YOUR OBJECTIVE ->
All of the entries should be returned without a single change.

INFORMATION SHOWN ->
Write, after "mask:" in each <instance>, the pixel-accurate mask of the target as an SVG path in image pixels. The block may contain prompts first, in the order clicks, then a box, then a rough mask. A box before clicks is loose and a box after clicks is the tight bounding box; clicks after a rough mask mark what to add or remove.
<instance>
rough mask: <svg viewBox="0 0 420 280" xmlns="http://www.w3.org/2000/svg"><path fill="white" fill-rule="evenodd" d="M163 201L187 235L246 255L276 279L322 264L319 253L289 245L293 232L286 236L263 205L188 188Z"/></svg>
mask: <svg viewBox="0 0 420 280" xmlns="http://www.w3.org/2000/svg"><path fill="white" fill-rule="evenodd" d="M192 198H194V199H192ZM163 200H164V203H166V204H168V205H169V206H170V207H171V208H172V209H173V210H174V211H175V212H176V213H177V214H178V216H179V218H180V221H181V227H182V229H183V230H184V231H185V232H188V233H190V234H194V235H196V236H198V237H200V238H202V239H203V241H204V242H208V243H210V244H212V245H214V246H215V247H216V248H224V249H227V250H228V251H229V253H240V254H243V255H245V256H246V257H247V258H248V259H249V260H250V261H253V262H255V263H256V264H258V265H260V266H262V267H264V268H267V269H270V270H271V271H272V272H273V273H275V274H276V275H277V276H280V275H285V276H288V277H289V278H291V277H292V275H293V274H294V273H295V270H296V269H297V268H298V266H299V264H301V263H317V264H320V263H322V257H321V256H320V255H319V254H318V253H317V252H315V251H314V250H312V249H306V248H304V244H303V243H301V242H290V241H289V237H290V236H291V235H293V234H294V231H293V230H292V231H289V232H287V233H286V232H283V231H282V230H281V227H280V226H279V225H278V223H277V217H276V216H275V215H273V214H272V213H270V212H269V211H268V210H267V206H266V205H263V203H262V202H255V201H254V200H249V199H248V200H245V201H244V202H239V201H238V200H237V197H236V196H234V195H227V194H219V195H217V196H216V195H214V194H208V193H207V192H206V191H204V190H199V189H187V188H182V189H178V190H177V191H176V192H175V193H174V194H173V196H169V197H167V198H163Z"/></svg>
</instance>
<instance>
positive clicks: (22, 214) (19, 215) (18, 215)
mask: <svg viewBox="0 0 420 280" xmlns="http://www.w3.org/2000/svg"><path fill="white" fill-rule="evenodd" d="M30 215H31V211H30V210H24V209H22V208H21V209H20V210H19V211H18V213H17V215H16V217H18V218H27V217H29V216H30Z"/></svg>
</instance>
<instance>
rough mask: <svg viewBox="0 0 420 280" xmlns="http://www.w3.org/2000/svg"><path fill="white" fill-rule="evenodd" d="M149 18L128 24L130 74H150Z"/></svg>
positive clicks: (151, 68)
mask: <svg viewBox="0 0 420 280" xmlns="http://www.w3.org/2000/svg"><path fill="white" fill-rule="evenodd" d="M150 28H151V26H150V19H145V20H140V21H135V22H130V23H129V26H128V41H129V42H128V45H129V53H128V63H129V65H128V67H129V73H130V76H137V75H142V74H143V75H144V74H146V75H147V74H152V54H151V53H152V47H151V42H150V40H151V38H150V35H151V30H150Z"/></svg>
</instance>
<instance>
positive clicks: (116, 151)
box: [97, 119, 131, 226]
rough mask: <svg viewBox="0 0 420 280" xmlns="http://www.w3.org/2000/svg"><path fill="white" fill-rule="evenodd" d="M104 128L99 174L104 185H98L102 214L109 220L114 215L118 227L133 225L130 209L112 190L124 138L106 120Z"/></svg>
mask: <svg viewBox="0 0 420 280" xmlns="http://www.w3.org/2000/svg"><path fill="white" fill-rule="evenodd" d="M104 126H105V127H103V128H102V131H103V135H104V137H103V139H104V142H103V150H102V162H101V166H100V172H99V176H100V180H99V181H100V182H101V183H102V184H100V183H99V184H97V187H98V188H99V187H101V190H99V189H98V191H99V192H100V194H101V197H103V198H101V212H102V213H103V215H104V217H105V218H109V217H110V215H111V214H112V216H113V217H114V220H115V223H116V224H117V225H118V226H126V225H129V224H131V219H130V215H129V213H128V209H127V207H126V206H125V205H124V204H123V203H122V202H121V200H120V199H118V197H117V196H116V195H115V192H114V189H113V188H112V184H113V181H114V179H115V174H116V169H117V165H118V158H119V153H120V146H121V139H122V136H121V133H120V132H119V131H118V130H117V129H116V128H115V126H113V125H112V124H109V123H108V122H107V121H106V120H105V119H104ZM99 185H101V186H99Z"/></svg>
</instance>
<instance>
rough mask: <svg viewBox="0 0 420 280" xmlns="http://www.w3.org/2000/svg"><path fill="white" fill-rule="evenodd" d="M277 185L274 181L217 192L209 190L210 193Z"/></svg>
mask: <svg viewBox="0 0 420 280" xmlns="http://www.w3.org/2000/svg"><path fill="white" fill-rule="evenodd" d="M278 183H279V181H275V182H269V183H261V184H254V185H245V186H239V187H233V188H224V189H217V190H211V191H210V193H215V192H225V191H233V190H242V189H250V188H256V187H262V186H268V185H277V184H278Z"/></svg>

EXERCISE ANSWER ->
Write, after "mask:" in each <instance>, the pixel-accurate mask of the target as an SVG path in image pixels. The block may contain prompts first, in the order clicks, then a box, then a rough mask. A box before clicks is loose and a box after clicks is the tight bounding box; clicks after a rough mask mark what to add or remove.
<instance>
rough mask: <svg viewBox="0 0 420 280" xmlns="http://www.w3.org/2000/svg"><path fill="white" fill-rule="evenodd" d="M163 201L187 235L246 255L276 279L322 264L319 253L289 245L293 232L286 236L263 205L188 188Z"/></svg>
mask: <svg viewBox="0 0 420 280" xmlns="http://www.w3.org/2000/svg"><path fill="white" fill-rule="evenodd" d="M192 198H194V199H192ZM163 200H164V203H166V204H168V205H169V206H170V207H171V208H172V209H173V210H174V211H175V212H176V213H177V214H178V216H179V218H180V221H181V227H182V229H183V230H184V231H185V232H188V233H190V234H194V235H196V236H198V237H200V238H202V239H203V241H204V242H208V243H210V244H212V245H214V246H215V247H216V248H224V249H227V250H228V251H229V253H240V254H243V255H245V256H246V257H247V258H248V259H249V260H250V261H253V262H255V263H256V264H258V265H260V266H262V267H264V268H267V269H270V270H271V271H272V272H273V273H275V274H276V275H277V276H280V275H285V276H288V277H289V278H291V277H292V275H293V274H294V273H295V270H296V269H297V268H298V266H299V264H301V263H317V264H320V263H322V257H321V256H320V255H319V254H318V253H317V252H315V251H314V250H312V249H306V248H304V244H303V243H301V242H290V241H289V237H290V236H291V235H293V234H294V231H293V230H292V231H289V232H287V233H286V232H283V231H282V230H281V227H280V226H279V225H278V223H277V217H276V216H275V215H273V214H272V213H270V212H269V211H268V210H267V206H266V205H263V203H262V202H255V201H254V200H249V199H248V200H245V201H244V202H239V201H238V200H237V197H236V196H234V195H227V194H219V195H217V196H216V195H214V194H208V193H207V192H206V191H204V190H199V189H187V188H182V189H178V190H177V191H176V192H175V193H174V194H173V196H169V197H167V198H163Z"/></svg>
</instance>
<instance>
positive clicks: (22, 214) (19, 215) (18, 215)
mask: <svg viewBox="0 0 420 280" xmlns="http://www.w3.org/2000/svg"><path fill="white" fill-rule="evenodd" d="M30 215H31V211H30V210H24V209H22V208H21V209H20V210H19V211H18V213H17V215H16V217H18V218H27V217H29V216H30Z"/></svg>
</instance>
<instance>
rough mask: <svg viewBox="0 0 420 280" xmlns="http://www.w3.org/2000/svg"><path fill="white" fill-rule="evenodd" d="M149 18L128 24L130 74H150Z"/></svg>
positive clicks: (151, 68)
mask: <svg viewBox="0 0 420 280" xmlns="http://www.w3.org/2000/svg"><path fill="white" fill-rule="evenodd" d="M150 28H151V26H150V19H145V20H140V21H135V22H130V23H129V26H128V41H129V42H128V45H129V53H128V63H129V65H128V67H129V73H130V76H137V75H142V74H143V75H144V74H146V75H147V74H152V54H151V53H152V47H151V42H150V40H151V38H150V35H151V30H150Z"/></svg>
</instance>
<instance>
positive clicks: (116, 151)
box: [97, 119, 131, 226]
rough mask: <svg viewBox="0 0 420 280" xmlns="http://www.w3.org/2000/svg"><path fill="white" fill-rule="evenodd" d="M104 128L99 174L104 185H98L102 214L109 220L114 215L118 227L133 225L130 209L112 190L124 138L106 120Z"/></svg>
mask: <svg viewBox="0 0 420 280" xmlns="http://www.w3.org/2000/svg"><path fill="white" fill-rule="evenodd" d="M104 126H105V127H103V128H102V131H103V135H104V137H103V139H104V142H103V150H102V162H101V166H100V172H99V176H100V180H99V181H100V182H101V183H102V184H100V183H99V184H97V187H98V188H99V187H101V190H99V189H98V191H99V192H100V194H101V197H103V198H101V212H102V213H103V215H104V217H105V218H109V217H110V215H111V214H112V216H113V217H114V220H115V223H116V224H117V225H118V226H126V225H129V224H131V219H130V215H129V213H128V209H127V207H126V206H125V205H124V204H123V203H122V202H121V200H120V199H118V197H117V196H116V195H115V192H114V189H113V188H112V184H113V181H114V179H115V174H116V169H117V165H118V158H119V153H120V146H121V139H122V136H121V133H120V132H119V131H118V130H117V129H116V128H115V126H113V125H112V124H109V123H108V122H107V121H106V120H105V119H104ZM99 185H101V186H99Z"/></svg>
</instance>
<instance>
rough mask: <svg viewBox="0 0 420 280" xmlns="http://www.w3.org/2000/svg"><path fill="white" fill-rule="evenodd" d="M277 185L274 181L217 192L209 190L210 193Z"/></svg>
mask: <svg viewBox="0 0 420 280" xmlns="http://www.w3.org/2000/svg"><path fill="white" fill-rule="evenodd" d="M278 183H279V181H275V182H269V183H261V184H254V185H245V186H239V187H233V188H224V189H217V190H211V191H210V193H215V192H225V191H233V190H242V189H250V188H256V187H262V186H268V185H277V184H278Z"/></svg>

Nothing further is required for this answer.